*Written request*: Type out all the records word for word. Any pictures are to be left out.

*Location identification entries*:
════════
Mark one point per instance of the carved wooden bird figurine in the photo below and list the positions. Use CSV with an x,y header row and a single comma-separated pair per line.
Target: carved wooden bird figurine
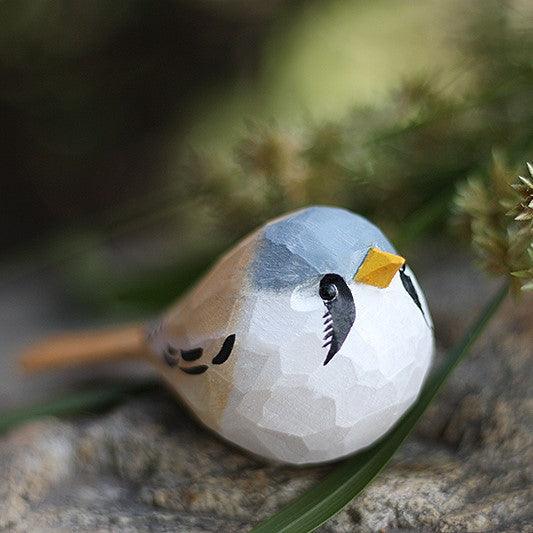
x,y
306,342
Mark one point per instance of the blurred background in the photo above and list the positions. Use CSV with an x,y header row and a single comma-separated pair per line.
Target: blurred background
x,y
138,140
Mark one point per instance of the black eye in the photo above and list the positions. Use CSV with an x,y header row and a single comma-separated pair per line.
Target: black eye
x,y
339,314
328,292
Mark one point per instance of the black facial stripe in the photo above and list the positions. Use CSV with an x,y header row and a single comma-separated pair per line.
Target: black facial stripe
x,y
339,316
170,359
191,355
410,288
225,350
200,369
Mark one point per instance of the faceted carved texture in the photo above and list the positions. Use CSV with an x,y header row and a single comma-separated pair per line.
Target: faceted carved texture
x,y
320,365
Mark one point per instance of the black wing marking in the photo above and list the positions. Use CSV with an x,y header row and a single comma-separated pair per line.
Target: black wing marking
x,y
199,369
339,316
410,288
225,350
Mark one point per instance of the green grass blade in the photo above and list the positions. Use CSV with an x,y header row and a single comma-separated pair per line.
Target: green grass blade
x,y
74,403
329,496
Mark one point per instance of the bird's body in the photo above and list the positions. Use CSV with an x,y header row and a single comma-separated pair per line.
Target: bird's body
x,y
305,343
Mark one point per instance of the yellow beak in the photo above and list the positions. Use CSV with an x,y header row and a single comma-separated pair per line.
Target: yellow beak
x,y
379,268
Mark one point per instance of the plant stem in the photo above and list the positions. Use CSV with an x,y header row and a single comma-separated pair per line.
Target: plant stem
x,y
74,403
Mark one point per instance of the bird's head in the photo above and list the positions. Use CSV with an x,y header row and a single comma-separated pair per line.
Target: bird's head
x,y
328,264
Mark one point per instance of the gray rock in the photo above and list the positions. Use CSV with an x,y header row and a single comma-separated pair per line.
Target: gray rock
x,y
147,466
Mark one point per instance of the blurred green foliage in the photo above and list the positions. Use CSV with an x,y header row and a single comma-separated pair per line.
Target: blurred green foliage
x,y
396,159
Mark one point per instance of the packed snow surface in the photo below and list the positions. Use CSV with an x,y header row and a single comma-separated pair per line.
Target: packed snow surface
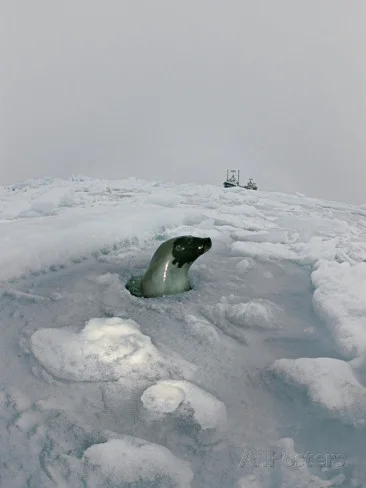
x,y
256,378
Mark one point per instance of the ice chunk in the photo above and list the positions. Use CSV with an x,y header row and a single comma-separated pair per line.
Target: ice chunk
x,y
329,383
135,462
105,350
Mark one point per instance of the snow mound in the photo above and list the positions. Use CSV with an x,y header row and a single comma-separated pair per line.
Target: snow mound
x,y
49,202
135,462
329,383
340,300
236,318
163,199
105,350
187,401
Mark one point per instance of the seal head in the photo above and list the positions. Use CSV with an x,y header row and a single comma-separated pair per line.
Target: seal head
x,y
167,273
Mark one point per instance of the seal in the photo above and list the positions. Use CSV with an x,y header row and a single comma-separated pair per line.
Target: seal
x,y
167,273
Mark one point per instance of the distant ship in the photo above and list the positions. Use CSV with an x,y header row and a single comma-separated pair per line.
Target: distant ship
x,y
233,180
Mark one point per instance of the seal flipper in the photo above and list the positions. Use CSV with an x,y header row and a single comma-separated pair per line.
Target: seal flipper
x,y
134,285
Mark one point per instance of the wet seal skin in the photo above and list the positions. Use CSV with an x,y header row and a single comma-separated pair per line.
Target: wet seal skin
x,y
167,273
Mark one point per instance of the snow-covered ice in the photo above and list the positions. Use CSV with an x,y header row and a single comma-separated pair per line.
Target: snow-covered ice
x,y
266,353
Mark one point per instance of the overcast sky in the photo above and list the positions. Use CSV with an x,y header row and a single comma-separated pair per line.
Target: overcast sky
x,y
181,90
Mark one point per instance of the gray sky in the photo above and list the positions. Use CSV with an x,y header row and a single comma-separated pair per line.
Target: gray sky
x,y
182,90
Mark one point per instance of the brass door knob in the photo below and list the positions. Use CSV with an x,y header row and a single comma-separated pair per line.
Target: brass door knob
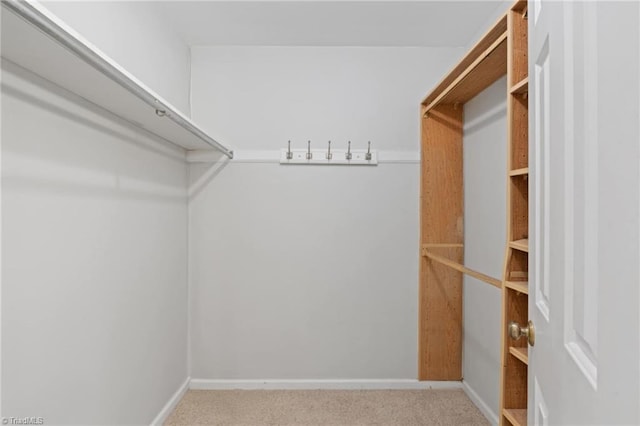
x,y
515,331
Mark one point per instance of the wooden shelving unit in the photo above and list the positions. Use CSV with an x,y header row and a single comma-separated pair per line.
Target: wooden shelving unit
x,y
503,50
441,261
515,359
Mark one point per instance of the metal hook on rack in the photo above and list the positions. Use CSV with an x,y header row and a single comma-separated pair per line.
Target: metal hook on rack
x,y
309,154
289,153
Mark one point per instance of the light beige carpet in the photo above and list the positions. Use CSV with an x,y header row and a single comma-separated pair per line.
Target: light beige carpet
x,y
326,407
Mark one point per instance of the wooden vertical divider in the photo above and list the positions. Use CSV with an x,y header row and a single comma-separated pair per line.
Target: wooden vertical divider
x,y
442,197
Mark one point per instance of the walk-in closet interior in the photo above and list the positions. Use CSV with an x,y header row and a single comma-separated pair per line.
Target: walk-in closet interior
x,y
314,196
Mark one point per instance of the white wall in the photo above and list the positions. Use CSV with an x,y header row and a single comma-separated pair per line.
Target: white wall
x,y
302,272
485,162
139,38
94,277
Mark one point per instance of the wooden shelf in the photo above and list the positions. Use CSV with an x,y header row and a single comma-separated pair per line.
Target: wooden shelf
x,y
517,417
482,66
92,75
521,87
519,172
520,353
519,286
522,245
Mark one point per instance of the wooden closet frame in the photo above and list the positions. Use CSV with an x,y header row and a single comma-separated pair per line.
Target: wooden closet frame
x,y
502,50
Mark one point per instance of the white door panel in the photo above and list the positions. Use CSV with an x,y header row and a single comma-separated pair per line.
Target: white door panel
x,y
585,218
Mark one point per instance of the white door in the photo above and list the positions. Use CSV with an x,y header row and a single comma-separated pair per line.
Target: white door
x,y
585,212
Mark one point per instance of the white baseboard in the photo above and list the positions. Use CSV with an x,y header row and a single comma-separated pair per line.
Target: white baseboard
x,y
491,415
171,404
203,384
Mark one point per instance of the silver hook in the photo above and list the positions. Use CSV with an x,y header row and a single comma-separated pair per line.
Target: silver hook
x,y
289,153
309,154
════════
*Complete response*:
Mark one point per instance of the carved wooden bird figurine in the photo below and list the positions. Use CSV with an x,y header row and a single comma-separated pair per line.
Target: carved wooden bird figurine
x,y
306,342
Mark one point per instance of the blurred background in the photo above and list the positions. Use CSV with an x,y header row and a single comma-separated pair per line.
Target: blurred background
x,y
138,140
Mark one point per instance of the black eye in the photo above and list the positions. Use CSV with an x,y header row and a single comma-separated pair per line.
Target: black eye
x,y
339,314
328,292
Mark one point per instance of the black facial stripe in the photo above and list the positions. Use CSV with an x,y header row and a single comma-separated pair per line.
Target: black facial stripe
x,y
339,316
170,359
191,355
410,288
225,350
200,369
Mark one point per instance of the faceted carved texture in the photo above and list the positions. Use CSV with an x,y header row and a single comma-separated pair per line.
Target: faceted carved texture
x,y
320,365
Mark one point per instance of the black wing marking in the photo above and list the positions. Use CSV with an x,y header row and a single comma-separated pair per line.
Target: black wing marking
x,y
199,369
339,316
410,288
225,350
Mark one point per instance of the green grass blade in the photo above and list the positions. Use CSV with an x,y header row and a single comma-separated pair per line.
Target: green grass blade
x,y
74,403
329,496
Mark one point per instance of the bird's body in the photo above and list the positions. Use CSV with an x,y header row and a single comma-separated pair per line.
Target: bird's body
x,y
305,343
Mark one point per instance of the yellow beak in the photo above and list the positions. Use CSV with an x,y header row and a single comma-separated pair per line.
Target: yellow beak
x,y
379,268
Mark one point per instance of the plant stem in the photo above and list the positions. Use CSV with an x,y header row and a single comma-separated pair per line.
Target: plant stem
x,y
74,403
Mark one point per instance of the bird's head in the photo above and list the positions. Use CSV with an x,y header row and a single comma-separated pair per line.
Target: bird's head
x,y
328,264
Mark one point per instance of the gray rock in the photo above and list the positions. Use CSV with an x,y header row and a single comma-separated pair per line.
Target: gray rock
x,y
147,466
Mark one point per instance of the blurred green foliage in the photo above and list the positions. Use CSV with an x,y header row and a single comma-separated pair per line.
Target: blurred green foliage
x,y
396,159
Mark one point per instance of the packed snow surface in the photo below and list the positions. Use CSV with an x,y header row and a single comma-separated pair per line.
Target: packed snow surface
x,y
256,378
Mark one point per instance of the ice chunk in the photo above and list the positions. Use CSV with an x,y header row and a single comma-separated pair per line.
Target: ice chunk
x,y
329,383
135,462
105,350
Mark one point per instance of the snow mound in the photo above and list the positions. Use CSV with an x,y header row and a single comma-separated pair per line.
Target: snow mound
x,y
49,202
135,462
329,383
340,300
236,318
163,199
105,350
187,401
Mark one point per instance of the seal head in the photo above and list the positions. Use CSV with an x,y header row and a single comma-separated pair per line.
Target: seal head
x,y
167,273
Mark one point per instance of the seal in the photo above and list the positions. Use CSV with an x,y header row and a single comma-separated pair per line.
Target: seal
x,y
167,273
Mark one point per instance of the distant ship in the photo above and list the positions. Use CSV with an x,y header row and a single comma-separated pair per line.
Target: distant ship
x,y
233,180
Mark one point per instance of the seal flipper in the photo above and list the positions. Use CSV with an x,y header row and a single comma-separated pair per line.
Target: seal flipper
x,y
134,285
Mark one point per instance of the wet seal skin in the photo above and list the positions. Use CSV with an x,y header row and a single comma-separated pair per line.
Target: wet seal skin
x,y
167,273
Mark one point per instance of the snow-covered ice in the photo above and list the positions. Use CSV with an x,y header row and a single comma-separated pair per line.
Target: snow-covered ice
x,y
266,353
Mark one point per instance of the overcast sky in the photo above and list the positions. Use CSV with an x,y header row and a single comma-separated pair per line.
Target: overcast sky
x,y
181,90
Mark one point per instance of the gray sky in the photo above and list the positions. Use CSV with an x,y header row and a single comma-separated pair per line.
Target: gray sky
x,y
182,90
Mark one point per instance of the brass door knob in the photo below and list the positions. Use CSV with an x,y header row and a single comma-separated pair per line.
Target: brass door knob
x,y
515,331
Mark one point per instance of the wooden shelving unit in the photo above and list the positions. Use CSV with an x,y header row and a single comma-separated pair per line.
Target: wooden shelving unit
x,y
503,50
441,261
515,359
Mark one point per instance of the metal hook on rack in the photo above and list the positions. Use CSV with an x,y header row and a single comma-separated pair per line.
Target: metal hook on rack
x,y
309,154
289,153
Mark one point per instance of the light beige carpet in the photo above and list the positions. Use CSV with an x,y header row and a single comma-separated pair per line.
Target: light beige carpet
x,y
326,407
Mark one point per instance of the wooden vertical divider in the photo above and list the positions. Use CSV with an x,y header row and a single comma-separated pair per line.
Target: wooden vertical divider
x,y
442,197
Mark one point per instance of the walk-in closet interior in the photo above and list the positions. Use CSV with an x,y header row and a single comma-separated pair per line.
Target: walk-in closet interior
x,y
314,196
Mark one point per instance of the white wall in the photo above and list the positions. Use CSV with an x,y header row and a single comma-separated pair per line.
Target: white wall
x,y
302,272
485,162
139,38
94,277
Mark one point per instance of the wooden shelf in the photo above and list the positions. Use CSV with an x,y header row and a single comma-separated pair per line.
Target: wooden shelf
x,y
517,417
482,66
92,75
521,87
519,172
520,353
519,286
522,245
Mark one point per instance of the wooden closet frame in the photo above and list the positions. Use CSV with an x,y header row and a single comma-separated pair per line.
Target: wooden closet frame
x,y
502,50
Mark one point per instance of the white door panel in the photo above and list the positions. Use CSV with an x,y header row and a single comma-separated pair per line.
Target: white door panel
x,y
585,218
Mark one point per instance of the white door in the photo above and list the positions. Use CSV with an x,y header row and a single comma-separated pair per line.
Target: white door
x,y
585,212
Mark one point per instance of the white baseboard in the photo above and list the positions. Use CSV with an x,y header row and a single comma-separated pair per line.
Target: white baseboard
x,y
491,415
171,404
203,384
Mark one point per instance of the silver hook in the photo above and list the positions. Use CSV with an x,y header row and a single comma-separated pair per line.
Target: silver hook
x,y
289,153
309,154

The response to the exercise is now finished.